[Object point labels]
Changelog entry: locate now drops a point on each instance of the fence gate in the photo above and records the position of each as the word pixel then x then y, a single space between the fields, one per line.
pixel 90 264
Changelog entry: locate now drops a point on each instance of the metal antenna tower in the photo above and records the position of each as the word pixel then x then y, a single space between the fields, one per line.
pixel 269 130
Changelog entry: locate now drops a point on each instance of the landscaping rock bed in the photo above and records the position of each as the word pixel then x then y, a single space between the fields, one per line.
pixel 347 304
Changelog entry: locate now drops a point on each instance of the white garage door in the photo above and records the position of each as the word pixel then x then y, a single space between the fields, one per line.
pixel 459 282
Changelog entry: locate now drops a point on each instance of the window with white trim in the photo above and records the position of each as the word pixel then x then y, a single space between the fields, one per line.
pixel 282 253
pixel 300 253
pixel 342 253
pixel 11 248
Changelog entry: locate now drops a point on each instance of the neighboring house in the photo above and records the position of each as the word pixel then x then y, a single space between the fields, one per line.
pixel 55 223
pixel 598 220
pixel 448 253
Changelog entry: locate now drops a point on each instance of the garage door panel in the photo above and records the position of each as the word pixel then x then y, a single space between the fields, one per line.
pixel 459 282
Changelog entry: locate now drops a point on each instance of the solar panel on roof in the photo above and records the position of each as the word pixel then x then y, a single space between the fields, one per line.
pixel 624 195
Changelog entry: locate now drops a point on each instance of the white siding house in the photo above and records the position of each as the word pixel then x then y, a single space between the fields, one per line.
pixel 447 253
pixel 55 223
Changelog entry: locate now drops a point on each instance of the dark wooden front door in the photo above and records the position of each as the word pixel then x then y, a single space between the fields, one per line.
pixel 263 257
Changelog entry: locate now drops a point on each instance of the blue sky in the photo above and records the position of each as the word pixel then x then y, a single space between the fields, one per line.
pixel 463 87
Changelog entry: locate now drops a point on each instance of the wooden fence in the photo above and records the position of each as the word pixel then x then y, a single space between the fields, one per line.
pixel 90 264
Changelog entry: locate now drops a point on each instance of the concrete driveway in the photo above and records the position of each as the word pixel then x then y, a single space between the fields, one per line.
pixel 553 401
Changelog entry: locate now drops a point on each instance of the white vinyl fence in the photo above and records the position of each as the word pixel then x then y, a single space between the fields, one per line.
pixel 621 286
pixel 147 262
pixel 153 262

Your goal:
Return the lines unchanged, beginning with the line containing "the white vinyl" and continuing through the end of the entries.

Problem solution:
Changelog entry: locate now drops a point on each instance of the white vinyl fence in the photo above and records the position of each as the word pixel then x then y, a single space between the fields, one per line.
pixel 621 286
pixel 147 262
pixel 153 262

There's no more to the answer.